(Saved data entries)
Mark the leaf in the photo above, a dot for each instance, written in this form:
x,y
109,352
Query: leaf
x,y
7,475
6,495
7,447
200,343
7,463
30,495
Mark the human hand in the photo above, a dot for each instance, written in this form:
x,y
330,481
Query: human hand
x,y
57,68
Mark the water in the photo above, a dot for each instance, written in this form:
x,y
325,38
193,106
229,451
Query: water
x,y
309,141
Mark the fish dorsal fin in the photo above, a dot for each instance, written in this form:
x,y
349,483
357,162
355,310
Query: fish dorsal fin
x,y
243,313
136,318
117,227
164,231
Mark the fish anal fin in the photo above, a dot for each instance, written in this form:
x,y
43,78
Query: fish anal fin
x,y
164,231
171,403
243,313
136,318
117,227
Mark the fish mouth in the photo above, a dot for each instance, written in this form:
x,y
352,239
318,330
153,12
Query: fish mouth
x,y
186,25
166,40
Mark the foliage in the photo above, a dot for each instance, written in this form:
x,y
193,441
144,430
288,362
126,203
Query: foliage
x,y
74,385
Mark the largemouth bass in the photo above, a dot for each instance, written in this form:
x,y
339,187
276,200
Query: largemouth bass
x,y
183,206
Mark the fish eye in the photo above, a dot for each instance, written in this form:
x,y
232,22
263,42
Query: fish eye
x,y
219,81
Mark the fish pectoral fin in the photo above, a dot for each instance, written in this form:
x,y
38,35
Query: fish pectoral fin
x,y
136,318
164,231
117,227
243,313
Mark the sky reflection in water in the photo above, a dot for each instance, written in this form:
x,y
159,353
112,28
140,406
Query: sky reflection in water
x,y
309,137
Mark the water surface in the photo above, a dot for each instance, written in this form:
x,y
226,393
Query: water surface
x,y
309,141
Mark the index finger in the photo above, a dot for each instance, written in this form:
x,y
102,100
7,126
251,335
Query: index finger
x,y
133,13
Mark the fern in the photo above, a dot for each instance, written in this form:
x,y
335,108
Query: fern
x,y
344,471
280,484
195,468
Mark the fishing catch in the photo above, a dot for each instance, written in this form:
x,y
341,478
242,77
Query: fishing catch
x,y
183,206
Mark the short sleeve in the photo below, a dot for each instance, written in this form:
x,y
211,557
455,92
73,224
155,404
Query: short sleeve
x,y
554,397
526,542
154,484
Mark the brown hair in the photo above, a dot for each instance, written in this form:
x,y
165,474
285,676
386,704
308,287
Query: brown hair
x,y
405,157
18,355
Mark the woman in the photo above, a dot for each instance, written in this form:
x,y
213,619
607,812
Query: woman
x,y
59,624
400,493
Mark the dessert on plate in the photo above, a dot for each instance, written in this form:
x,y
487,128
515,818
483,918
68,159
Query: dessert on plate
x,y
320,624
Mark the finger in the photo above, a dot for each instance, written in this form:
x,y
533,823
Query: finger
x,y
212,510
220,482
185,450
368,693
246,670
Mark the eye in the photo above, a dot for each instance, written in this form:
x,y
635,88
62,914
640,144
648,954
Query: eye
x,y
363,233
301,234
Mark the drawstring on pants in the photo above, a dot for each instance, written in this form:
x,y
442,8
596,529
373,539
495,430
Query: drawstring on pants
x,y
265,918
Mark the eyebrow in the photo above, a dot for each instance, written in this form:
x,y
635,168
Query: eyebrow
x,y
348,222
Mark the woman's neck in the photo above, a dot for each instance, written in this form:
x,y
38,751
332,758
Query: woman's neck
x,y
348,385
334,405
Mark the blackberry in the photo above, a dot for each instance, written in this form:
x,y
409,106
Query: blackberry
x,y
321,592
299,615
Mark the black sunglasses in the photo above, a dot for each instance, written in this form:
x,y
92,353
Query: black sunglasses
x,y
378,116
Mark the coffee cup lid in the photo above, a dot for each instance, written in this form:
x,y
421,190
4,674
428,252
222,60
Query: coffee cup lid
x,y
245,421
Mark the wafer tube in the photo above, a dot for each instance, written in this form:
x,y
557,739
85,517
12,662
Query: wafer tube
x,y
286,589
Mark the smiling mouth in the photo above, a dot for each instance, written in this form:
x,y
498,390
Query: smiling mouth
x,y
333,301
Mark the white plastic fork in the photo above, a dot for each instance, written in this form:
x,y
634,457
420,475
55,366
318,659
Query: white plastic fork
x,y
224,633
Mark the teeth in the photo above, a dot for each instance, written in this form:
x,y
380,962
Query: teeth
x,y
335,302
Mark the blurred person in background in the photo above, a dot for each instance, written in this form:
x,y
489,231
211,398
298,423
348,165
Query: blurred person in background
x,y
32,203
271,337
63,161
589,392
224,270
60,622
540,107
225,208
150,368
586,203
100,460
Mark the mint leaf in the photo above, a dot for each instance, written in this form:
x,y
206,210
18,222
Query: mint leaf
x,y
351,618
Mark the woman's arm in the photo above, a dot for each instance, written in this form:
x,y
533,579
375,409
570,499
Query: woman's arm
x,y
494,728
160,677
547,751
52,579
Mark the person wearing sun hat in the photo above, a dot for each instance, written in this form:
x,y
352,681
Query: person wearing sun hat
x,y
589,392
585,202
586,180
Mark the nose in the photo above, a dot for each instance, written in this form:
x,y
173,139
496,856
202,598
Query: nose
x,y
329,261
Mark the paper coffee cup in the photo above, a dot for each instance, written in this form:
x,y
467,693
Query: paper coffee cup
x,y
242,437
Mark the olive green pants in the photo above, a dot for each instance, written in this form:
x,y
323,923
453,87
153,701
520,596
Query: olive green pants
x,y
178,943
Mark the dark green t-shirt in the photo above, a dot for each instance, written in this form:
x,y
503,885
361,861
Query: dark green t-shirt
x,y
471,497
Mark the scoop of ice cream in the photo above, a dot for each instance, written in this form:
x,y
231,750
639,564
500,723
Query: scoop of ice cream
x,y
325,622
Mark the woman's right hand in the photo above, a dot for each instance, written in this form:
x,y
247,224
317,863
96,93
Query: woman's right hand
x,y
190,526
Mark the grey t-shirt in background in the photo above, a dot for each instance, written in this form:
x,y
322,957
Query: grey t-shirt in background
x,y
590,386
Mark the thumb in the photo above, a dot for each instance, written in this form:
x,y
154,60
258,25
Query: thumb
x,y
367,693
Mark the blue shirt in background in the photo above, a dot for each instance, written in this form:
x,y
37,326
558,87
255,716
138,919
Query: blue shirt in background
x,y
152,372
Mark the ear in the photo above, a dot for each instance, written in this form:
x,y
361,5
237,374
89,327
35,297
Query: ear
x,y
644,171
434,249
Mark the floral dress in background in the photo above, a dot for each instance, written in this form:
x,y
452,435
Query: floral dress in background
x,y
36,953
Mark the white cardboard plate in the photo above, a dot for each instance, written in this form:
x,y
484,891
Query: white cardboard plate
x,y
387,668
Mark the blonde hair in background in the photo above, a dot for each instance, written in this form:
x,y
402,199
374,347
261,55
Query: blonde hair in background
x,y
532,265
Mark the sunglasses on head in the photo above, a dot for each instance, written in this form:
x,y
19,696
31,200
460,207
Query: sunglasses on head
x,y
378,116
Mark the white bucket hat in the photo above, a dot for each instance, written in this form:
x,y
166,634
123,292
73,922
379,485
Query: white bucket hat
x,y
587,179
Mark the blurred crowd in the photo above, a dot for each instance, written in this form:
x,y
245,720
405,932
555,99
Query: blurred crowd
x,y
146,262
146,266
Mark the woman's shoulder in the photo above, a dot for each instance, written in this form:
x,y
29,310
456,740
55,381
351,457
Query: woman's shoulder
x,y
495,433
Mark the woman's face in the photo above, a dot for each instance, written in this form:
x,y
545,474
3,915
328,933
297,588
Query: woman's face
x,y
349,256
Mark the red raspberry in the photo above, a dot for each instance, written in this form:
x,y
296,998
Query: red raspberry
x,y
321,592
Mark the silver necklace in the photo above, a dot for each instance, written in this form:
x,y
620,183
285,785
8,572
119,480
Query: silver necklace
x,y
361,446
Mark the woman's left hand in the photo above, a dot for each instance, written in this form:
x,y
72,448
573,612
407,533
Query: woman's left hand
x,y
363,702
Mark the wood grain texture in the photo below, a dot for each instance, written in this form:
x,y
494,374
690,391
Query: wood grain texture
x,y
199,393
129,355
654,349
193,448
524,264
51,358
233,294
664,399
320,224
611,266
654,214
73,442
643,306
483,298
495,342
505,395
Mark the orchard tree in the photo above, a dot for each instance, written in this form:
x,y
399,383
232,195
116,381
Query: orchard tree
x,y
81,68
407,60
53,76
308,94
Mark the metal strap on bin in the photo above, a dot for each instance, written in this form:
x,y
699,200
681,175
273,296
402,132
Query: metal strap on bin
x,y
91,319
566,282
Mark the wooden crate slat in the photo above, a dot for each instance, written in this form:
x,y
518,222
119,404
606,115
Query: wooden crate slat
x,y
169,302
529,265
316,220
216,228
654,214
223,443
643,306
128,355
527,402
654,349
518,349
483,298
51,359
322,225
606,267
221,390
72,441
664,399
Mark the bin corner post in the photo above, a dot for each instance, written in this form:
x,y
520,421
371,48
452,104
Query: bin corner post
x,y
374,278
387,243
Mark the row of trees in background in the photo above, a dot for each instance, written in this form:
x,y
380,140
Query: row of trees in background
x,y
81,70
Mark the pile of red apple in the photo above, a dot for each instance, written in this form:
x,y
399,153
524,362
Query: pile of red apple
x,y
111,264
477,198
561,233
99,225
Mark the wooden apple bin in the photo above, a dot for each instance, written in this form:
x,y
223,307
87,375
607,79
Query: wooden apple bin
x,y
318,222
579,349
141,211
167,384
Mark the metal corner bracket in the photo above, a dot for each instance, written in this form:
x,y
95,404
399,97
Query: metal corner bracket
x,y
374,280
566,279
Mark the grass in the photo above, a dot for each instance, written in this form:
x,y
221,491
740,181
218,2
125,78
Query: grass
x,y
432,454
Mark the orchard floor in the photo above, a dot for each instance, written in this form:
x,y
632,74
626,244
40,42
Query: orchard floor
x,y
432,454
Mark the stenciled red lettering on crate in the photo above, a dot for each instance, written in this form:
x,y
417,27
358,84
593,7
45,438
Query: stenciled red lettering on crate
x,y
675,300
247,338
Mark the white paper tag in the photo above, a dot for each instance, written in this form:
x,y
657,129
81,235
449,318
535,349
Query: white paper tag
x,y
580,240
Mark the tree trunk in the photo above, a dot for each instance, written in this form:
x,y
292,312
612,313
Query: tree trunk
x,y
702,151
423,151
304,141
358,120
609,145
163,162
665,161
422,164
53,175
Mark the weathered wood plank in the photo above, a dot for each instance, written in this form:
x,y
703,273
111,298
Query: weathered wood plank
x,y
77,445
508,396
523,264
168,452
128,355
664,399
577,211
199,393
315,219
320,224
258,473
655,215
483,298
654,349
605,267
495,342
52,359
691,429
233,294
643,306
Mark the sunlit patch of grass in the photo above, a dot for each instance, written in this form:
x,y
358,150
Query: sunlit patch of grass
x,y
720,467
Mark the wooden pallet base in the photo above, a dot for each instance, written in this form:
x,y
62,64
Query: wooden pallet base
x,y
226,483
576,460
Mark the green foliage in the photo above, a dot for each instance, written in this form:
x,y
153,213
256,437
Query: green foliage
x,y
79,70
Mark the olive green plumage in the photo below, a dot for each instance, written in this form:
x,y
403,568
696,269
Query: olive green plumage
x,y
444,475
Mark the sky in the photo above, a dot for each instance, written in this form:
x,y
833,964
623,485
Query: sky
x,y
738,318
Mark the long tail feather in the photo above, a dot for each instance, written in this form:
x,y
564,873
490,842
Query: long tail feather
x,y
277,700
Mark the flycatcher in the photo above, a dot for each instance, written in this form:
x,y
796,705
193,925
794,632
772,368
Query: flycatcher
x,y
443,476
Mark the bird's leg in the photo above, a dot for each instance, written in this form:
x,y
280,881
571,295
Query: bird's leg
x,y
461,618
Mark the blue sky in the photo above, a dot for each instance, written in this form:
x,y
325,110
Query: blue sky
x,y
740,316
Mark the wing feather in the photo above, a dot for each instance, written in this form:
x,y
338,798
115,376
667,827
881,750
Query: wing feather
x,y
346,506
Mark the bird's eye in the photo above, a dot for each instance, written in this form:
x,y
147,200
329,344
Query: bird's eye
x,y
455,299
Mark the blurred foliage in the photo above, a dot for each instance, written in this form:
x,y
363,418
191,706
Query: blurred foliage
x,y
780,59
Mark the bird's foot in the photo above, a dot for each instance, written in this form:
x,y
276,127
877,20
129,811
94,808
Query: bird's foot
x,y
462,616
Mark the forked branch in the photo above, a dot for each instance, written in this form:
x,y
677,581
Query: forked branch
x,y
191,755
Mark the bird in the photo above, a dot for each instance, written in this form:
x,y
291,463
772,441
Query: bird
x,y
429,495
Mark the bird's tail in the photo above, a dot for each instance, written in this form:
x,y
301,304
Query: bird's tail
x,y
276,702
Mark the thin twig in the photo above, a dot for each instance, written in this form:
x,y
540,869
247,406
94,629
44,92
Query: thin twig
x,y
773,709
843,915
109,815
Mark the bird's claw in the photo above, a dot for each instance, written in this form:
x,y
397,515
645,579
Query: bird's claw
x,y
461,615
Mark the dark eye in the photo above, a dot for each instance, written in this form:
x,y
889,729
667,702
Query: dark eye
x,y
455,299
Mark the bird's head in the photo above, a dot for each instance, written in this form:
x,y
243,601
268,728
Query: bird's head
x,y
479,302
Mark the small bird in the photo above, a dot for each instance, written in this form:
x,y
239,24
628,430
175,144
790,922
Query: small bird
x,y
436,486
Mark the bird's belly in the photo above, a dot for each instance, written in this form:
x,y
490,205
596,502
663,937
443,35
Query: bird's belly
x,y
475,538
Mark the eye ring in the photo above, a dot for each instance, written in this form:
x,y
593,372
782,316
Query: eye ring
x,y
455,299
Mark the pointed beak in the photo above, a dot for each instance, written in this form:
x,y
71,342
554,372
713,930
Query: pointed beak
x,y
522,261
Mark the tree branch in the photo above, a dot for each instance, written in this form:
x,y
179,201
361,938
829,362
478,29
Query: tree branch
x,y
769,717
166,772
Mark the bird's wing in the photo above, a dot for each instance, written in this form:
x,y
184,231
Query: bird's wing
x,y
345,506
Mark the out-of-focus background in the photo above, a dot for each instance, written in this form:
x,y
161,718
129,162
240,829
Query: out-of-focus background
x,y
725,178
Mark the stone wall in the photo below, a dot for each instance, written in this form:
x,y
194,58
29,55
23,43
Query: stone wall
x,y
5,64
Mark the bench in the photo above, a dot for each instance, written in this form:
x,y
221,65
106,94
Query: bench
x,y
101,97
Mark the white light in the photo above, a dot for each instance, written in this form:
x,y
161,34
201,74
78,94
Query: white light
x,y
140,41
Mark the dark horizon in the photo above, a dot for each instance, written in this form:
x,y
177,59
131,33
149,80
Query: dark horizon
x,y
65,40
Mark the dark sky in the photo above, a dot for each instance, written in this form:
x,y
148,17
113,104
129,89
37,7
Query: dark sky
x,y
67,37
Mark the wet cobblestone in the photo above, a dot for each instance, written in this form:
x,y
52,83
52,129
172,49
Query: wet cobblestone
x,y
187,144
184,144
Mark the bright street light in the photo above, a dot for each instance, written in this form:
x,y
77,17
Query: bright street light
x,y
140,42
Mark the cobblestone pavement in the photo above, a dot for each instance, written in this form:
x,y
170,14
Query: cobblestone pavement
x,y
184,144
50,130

DIRECTIONS :: Please find every line in the records that contains the word "below", and copy it out.

SOLUTION TO THE EXERCISE ::
Mark the short sleeve in the photo below, a dot for each instance, written in this form:
Mark the wood grain texture in the photo below, a dot for each instance, written in this form:
Mark the olive green plumage in the photo below, a dot for each instance, written in this form:
Mark the stone wall in the photo below, a dot for each instance, written in this form:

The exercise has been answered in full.